§ **Given data**:
====
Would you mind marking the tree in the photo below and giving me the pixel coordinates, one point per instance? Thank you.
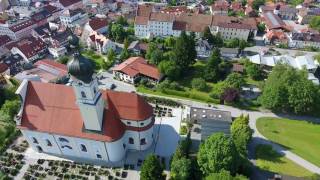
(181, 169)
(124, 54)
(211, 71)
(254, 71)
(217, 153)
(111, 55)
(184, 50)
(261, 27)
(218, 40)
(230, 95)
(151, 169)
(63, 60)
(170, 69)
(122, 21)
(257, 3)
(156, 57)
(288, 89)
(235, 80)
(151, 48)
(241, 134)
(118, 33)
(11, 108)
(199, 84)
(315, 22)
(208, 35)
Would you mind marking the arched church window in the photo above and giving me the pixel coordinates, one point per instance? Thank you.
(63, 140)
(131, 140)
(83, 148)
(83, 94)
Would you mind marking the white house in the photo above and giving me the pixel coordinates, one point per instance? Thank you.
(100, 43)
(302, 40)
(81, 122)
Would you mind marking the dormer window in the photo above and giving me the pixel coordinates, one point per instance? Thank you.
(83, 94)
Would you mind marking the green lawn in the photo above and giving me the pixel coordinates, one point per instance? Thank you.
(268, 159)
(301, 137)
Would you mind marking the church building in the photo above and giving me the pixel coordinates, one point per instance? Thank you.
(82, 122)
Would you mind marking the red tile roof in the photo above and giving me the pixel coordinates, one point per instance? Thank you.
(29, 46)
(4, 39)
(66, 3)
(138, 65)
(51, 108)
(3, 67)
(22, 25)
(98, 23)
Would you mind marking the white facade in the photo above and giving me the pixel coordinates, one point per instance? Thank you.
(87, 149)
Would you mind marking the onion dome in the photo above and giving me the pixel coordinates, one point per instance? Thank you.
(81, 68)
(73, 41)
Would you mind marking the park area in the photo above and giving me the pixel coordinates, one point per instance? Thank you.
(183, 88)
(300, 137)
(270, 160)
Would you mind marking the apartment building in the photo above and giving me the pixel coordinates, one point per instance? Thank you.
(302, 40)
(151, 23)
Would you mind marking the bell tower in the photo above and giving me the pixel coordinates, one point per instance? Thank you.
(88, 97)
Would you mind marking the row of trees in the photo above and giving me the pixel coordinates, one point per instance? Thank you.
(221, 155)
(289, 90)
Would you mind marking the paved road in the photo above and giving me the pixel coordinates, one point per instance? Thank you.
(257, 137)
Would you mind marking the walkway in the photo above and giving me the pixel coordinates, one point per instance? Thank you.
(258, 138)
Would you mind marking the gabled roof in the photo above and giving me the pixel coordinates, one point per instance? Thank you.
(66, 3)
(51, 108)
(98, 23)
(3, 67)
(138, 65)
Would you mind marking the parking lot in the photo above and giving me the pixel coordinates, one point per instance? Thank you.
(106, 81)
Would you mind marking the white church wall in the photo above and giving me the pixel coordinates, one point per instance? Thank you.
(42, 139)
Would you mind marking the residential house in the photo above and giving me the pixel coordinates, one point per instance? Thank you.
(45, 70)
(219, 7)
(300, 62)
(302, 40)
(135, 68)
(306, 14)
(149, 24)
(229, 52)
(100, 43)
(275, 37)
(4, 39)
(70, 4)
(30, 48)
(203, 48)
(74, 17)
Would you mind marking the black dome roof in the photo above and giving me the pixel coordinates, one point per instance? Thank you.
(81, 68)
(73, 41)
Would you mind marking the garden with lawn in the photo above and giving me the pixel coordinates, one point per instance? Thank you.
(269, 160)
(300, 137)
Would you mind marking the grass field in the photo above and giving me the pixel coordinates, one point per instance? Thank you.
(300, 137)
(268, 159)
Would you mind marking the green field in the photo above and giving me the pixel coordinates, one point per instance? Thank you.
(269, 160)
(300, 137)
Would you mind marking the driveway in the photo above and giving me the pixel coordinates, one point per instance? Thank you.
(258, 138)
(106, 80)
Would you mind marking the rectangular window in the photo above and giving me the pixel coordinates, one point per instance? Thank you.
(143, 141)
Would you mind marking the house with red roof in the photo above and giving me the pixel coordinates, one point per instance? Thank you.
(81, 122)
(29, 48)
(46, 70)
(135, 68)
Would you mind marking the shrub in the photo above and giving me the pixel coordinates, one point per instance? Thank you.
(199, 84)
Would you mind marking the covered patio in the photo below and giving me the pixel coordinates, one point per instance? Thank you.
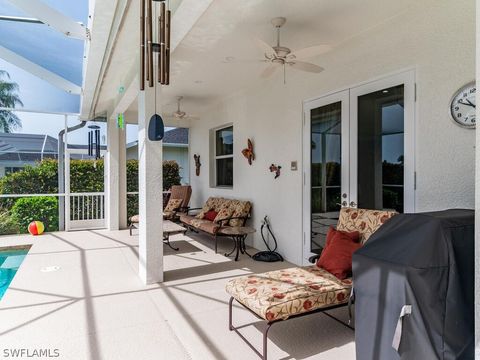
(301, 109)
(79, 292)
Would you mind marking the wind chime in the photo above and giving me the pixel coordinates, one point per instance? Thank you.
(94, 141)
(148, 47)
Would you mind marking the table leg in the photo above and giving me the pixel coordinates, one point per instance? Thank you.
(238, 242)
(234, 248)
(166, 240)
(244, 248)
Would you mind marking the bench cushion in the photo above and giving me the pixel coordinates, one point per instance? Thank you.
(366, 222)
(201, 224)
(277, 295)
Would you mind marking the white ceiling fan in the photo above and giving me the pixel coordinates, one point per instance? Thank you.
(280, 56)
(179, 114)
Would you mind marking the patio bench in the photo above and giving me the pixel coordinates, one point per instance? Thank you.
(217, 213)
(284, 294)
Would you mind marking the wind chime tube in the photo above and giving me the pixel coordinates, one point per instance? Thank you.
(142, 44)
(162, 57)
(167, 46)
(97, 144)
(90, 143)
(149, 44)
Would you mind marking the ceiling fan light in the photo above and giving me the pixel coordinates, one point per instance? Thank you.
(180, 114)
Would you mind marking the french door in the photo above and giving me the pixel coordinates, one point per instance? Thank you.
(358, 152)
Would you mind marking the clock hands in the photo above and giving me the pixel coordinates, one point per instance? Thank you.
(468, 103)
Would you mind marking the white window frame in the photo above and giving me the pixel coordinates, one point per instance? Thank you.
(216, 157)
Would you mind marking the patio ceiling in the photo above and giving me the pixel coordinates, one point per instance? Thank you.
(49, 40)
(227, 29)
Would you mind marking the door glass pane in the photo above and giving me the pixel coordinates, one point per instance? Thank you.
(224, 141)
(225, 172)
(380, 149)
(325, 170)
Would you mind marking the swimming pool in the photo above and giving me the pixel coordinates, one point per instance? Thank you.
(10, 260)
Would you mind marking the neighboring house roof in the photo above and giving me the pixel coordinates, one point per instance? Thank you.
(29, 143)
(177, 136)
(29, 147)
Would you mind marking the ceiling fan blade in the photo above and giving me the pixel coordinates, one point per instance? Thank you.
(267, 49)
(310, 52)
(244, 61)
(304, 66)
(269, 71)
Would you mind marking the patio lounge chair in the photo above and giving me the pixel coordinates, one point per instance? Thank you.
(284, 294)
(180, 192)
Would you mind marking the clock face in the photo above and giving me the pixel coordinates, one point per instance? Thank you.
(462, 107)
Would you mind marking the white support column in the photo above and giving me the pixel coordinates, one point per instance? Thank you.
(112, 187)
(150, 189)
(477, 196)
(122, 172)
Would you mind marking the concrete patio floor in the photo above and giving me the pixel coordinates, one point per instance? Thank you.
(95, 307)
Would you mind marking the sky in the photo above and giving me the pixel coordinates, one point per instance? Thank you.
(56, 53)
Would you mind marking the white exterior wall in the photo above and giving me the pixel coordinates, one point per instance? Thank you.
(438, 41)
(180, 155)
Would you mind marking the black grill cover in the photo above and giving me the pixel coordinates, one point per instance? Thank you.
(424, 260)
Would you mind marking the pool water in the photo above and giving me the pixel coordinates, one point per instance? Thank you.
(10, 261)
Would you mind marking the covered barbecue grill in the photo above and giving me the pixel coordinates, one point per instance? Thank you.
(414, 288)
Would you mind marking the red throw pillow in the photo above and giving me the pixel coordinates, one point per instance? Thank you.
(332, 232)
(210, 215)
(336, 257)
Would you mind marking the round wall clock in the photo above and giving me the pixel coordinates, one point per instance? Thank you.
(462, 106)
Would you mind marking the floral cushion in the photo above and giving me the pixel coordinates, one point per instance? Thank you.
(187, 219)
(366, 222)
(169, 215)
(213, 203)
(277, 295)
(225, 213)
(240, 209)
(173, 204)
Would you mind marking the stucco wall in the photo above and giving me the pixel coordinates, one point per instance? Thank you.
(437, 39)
====
§ **Task goal**:
Reproduce the rows from the line containing "Would you mind marking the stucco" through the end of the rows, inclusive, substituting "brick wall" for "stucco wall" and leaving all else unchanged.

§ **Answer**:
Would you mind marking the brick wall in the photo above and giving me the pixel coordinates, one point per instance? Thank you.
(437, 39)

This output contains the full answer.